**THE INPUT**
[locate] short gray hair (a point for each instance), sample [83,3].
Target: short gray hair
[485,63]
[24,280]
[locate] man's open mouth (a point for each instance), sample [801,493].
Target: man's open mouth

**GOAL OF THE EXERCISE**
From the data above, give every line again exactly as it appears.

**SOLUTION TO THIS EXERCISE**
[locate] short gray hair (a point for each instance), sample [83,3].
Target: short gray hair
[485,63]
[24,280]
[locate] man's open mouth (a point for each instance), sample [801,493].
Target: man's open mouth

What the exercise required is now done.